(YOUR INSTRUCTIONS):
Please repeat every line of the records below word for word, leaving the pictures out of your answer.

Entries pointing to named objects:
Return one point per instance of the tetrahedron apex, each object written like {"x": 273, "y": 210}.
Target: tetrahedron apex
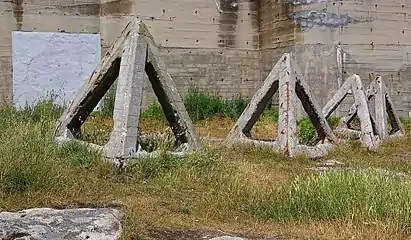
{"x": 373, "y": 129}
{"x": 288, "y": 80}
{"x": 132, "y": 56}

(PROBLEM SOLUTION):
Return one point per instance of the tetrahedron apex, each object written like {"x": 273, "y": 210}.
Target: tetrahedron apex
{"x": 373, "y": 129}
{"x": 288, "y": 80}
{"x": 132, "y": 56}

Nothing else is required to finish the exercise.